## Exercise objective
Render the items from the first line through the line containing "318,570 -> 337,608" as a Markdown table with a Row column numbering each line and a Line column holding its text, leaving out blank lines.

---+---

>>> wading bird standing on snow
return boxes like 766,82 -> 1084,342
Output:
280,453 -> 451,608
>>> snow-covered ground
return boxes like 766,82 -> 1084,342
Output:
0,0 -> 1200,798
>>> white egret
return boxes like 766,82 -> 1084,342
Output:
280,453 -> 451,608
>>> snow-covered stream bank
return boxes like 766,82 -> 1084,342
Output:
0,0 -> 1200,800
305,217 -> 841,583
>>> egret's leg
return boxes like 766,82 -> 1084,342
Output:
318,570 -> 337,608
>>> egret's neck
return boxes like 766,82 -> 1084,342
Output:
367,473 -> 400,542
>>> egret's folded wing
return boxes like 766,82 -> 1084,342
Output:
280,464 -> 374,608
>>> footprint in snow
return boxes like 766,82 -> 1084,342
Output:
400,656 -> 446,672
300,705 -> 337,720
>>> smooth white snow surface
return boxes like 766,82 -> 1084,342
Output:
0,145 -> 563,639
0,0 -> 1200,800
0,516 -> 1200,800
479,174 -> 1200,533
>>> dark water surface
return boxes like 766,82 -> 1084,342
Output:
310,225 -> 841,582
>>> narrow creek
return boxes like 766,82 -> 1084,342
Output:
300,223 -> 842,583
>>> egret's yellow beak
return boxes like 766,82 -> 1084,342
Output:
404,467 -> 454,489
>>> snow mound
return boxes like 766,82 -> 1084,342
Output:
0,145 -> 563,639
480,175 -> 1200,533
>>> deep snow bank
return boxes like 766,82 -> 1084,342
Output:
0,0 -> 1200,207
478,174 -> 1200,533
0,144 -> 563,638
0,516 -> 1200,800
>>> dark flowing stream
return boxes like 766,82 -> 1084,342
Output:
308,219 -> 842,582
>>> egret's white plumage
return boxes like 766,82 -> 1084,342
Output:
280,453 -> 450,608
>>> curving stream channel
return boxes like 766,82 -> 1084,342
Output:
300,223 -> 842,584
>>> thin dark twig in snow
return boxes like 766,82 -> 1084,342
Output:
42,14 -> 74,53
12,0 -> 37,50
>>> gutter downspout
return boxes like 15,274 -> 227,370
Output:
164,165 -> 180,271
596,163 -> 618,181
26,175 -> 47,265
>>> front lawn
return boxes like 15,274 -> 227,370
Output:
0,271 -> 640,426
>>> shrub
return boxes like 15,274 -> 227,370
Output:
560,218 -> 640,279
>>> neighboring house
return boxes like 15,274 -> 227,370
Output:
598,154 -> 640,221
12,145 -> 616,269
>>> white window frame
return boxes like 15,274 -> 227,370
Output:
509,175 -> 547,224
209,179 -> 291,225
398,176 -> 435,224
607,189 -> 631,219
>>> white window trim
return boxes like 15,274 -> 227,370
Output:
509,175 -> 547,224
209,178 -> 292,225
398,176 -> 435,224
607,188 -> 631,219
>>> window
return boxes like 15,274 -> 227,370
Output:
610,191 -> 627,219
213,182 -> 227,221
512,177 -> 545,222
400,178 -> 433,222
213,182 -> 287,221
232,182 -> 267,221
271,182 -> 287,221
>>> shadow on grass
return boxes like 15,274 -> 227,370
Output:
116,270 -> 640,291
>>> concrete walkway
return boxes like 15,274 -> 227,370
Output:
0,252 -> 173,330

---+---

## Response to the exercise
| Row | Line |
|---|---|
| 1 | >>> wading bird standing on snow |
| 2 | return boxes like 766,82 -> 1084,342 |
| 3 | Output: |
| 4 | 280,453 -> 451,608 |
| 5 | >>> snow-covered ground |
| 6 | return boxes like 766,82 -> 1084,342 |
| 7 | Output: |
| 8 | 0,0 -> 1200,798 |
| 9 | >>> white egret |
| 10 | return boxes like 766,82 -> 1084,342 |
| 11 | Output: |
| 12 | 280,453 -> 451,608 |
| 13 | >>> snow-covered stream bank |
| 14 | return boxes like 766,82 -> 1084,342 |
| 15 | Output: |
| 16 | 0,0 -> 1200,800 |
| 17 | 305,217 -> 841,583 |
| 18 | >>> egret's leg |
| 19 | return boxes like 766,82 -> 1084,342 |
| 20 | Output: |
| 21 | 318,570 -> 337,608 |